* begin Text section *
We can confirm from the previous plots that e_neg & e_pos are not mutually exclusive. Moreover, most households have e_neg = 0 during the whole time series.

**PCC**: There appears to be a cyclical pattern in the data, possibly indicating seasonal variations in energy usage or production. For example, the peaks in energy seem to repeat annually. The red bars which represent "e_neg" are significantly smaller and less frequent compared to the positive values. This indicates that instances of negative energy (energy injected back to the grid) are much less common.

**Battery**: Unlike the PCC, the battery system shows significant fluctuations between positive and negative energy values. The "e_neg" values, particularly, are much more prominent here than in the PCC plot. There are several sharp spikes in both "e_pos" and "e_neg", which could indicate charging and discharging cycles of the battery. These spikes could also reflect responses to demand shifts or operational adjustments.

### Data Preparation - Hourly utilization

In [None]:
# create utilization for all houses, battery, pcc and store as columns in dataframe
pdf_meters = pd.DataFrame()

for ind in df_meters.columns.levels[0].to_list():
    df = df_meters[ind]

    df = df.resample('H').mean().dropna()
    df['e_utilization'+ "_" + str(ind)] = df['e_pos'] + df['e_neg'] #define utilization
    df = df.drop(['e_pos','e_neg'],axis=1)

    pdf_meters = pd.concat([pdf_meters,df],axis=1)

pdf_meters

In [None]:
fig = px.line(pdf_meters, title='PCC e_utilization')
fig

### Check for Lags which have highest correlation

In [None]:
# Compute Auto correlation 
acf_df = pd.DataFrame()
* end Text section *
* begin Data for processing *
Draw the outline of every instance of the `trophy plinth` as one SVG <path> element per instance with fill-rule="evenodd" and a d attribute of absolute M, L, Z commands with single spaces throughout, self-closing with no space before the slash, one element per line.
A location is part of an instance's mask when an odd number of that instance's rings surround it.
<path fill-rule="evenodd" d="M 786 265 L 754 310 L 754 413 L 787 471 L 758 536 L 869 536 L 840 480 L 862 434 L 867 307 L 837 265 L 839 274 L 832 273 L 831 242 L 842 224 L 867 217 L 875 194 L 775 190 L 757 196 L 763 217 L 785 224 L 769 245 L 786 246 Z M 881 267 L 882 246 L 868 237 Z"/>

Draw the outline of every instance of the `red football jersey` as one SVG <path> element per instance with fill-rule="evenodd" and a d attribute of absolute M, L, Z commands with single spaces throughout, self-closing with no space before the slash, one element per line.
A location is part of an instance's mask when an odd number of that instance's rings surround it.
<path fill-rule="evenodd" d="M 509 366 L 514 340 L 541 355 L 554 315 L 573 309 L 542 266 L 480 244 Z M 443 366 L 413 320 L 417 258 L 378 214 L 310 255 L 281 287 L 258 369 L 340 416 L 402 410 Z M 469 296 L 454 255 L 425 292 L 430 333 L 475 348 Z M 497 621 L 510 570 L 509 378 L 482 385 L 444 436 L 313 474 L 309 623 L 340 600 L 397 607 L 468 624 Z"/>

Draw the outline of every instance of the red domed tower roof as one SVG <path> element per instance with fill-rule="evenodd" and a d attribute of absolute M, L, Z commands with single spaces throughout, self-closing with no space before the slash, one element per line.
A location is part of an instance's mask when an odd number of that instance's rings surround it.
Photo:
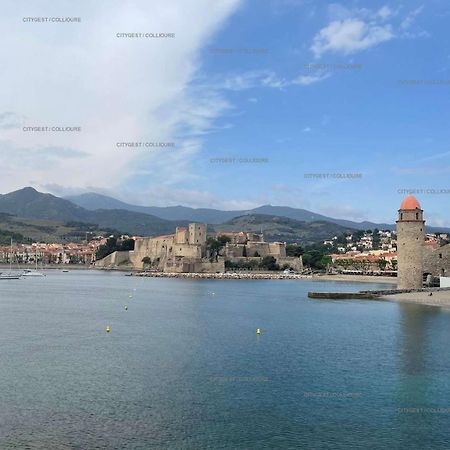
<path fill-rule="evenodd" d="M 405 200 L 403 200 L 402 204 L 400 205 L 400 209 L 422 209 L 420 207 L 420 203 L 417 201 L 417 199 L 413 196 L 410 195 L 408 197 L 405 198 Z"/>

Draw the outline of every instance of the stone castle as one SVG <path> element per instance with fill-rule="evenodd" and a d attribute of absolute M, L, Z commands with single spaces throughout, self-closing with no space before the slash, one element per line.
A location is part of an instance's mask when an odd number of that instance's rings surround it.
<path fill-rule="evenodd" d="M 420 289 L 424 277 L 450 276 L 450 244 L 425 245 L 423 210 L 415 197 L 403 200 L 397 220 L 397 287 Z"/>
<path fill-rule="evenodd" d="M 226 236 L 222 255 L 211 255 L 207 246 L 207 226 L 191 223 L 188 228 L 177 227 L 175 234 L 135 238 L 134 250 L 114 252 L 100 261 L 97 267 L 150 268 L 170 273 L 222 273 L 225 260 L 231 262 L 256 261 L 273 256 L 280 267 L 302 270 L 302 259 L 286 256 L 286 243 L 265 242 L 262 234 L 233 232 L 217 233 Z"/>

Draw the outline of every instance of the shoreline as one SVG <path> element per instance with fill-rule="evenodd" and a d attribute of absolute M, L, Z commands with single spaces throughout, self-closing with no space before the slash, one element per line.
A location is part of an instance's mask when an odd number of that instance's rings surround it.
* end Data for processing *
* begin Data for processing *
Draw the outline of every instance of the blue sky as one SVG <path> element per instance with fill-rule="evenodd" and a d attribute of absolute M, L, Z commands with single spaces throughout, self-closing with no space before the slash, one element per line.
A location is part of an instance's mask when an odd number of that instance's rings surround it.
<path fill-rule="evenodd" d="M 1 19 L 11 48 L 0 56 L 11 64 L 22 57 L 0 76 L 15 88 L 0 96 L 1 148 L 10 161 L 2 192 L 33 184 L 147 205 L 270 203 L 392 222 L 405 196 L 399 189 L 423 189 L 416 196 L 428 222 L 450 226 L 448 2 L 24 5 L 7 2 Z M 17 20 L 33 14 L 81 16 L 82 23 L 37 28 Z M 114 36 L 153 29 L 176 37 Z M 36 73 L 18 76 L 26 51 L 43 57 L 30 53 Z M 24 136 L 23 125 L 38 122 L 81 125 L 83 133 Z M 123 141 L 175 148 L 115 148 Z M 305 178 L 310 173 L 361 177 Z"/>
* end Data for processing *
Goals =
- A) Show each line in the listing that contains the string "castle".
- B) Pick up the household energy analysis notebook after its last line and keep writing it.

Per-task answers =
- A)
Draw the outline of every instance of the stone castle as one SVG <path> element per instance with fill-rule="evenodd" and a d attribute of absolute M, L, Z commands with single spaces throughout, self-closing with no space before the slash, one element per line.

- B)
for cl in pdf_meters.columns:
    acf = pd.DataFrame()
    acf[cl] = statsmodels.tsa.stattools.acf(pdf_meters[cl], missing="drop", nlags=24) # Auto correlation function
    acf_df = pd.concat([acf_df, acf], axis=1)
acf_df

In [None]:
fig = px.line(acf_df, title='ACF e_utilization')
fig

In [None]:
top5lags = acf_df.apply(lambda x: pd.Series(x.nlargest(5).index), axis=0)
top5lags 

 We confirm from above auto-correlation analysis that lags 1 and 24 are the most important. This confirms common understanding that energy usage is deterministic from last hour's usage and last day's from same time. 

### Understand relationship between houses and PCC

In [None]:
# Correlation across series
names = pdf_meters.columns.values
corr_matrix = np.corrcoef(pdf_meters.T)
fig = smg.plot_corr(corr_matrix,xnames=names)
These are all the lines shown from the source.